◆ Problems
1. From the passage on addressee detection below, extract the stretch from "AD problems and" through "by adults [20].".
2. Translate this sentence from the addressee detection passage into Spanish: "However, we do not have that much data at our disposal."
3. In the addressee detection passage, what was the 2017 INTERSPEECH addressee sub-challenge designed to distinguish?

— begin Text segment —

AD problems and paralinguistic problems in general, are known to be highly language-, corpus-, and even speaker-dependent [16,17,18]. Nevertheless, existing studies on acoustic H-M AD use self-recorded data sets as there is no benchmark data set available [9,14,19]. Among the prominent INTERSPEECH challenges of recent years, there was just a single addressee sub-challenge in 2017 aimed at distinguishing adult-directed and child-directed utterances both produced by adults [20].

The authors of [21,22] trained their deep neural networks (DNNs) for acoustic H-M AD on huge corpora containing several hundred hours of speech data. However, we do not have that much data at our disposal. In this light, the present study has the following contributions. We investigate the dependence of acoustic models on various German H-M AD corpora, conducting a series of cross-corpus experiments. Applying a novel mixup-based algorithm, we augment the Restaurant Booking Corpus (RBC) of complexity-identical human- and machine-directed utterances [23] with other two corpora developed for classical H-M AD scenarios [9,24]. Using the obtained data mixture, we train an ensemble of classifiers combining advantages of both classical models and DNNs. The mixup technique has already been studied on image classification [25], speech recognition [26], and acoustic H-M AD [27]. As a result, we obtain the first competitive RBC baseline using cross-corpus data augmentation that significantly outperforms native listeners and an existing baseline classifier presented in [23] on the RBC classification problem.

— end Text segment —
— begin Extracted information —

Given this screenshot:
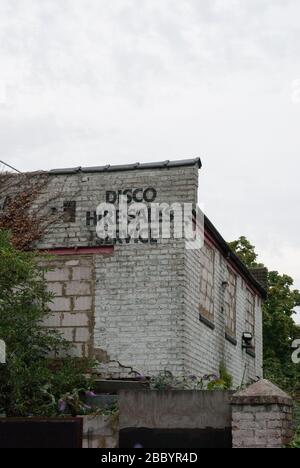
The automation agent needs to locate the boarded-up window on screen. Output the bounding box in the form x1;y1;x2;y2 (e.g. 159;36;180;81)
246;289;255;337
224;268;237;338
200;243;215;320
64;201;76;223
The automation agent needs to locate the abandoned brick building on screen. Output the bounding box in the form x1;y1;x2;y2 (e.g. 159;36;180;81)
2;159;265;385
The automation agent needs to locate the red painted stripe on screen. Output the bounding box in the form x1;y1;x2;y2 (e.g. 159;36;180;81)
41;246;114;255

— end Extracted information —

◆ Response list
1.
AD problems and paralinguistic problems in general, are known to be highly language-, corpus-, and even speaker-dependent [16,17,18]. Nevertheless, existing studies on acoustic H-M AD use self-recorded data sets as there is no benchmark data set available [9,14,19]. Among the prominent INTERSPEECH challenges of recent years, there was just a single addressee sub-challenge in 2017 aimed at distinguishing adult-directed and child-directed utterances both produced by adults [20].

2. Sin embargo, no disponemos de tantos datos.

3. Adult-directed and child-directed utterances, both produced by adults.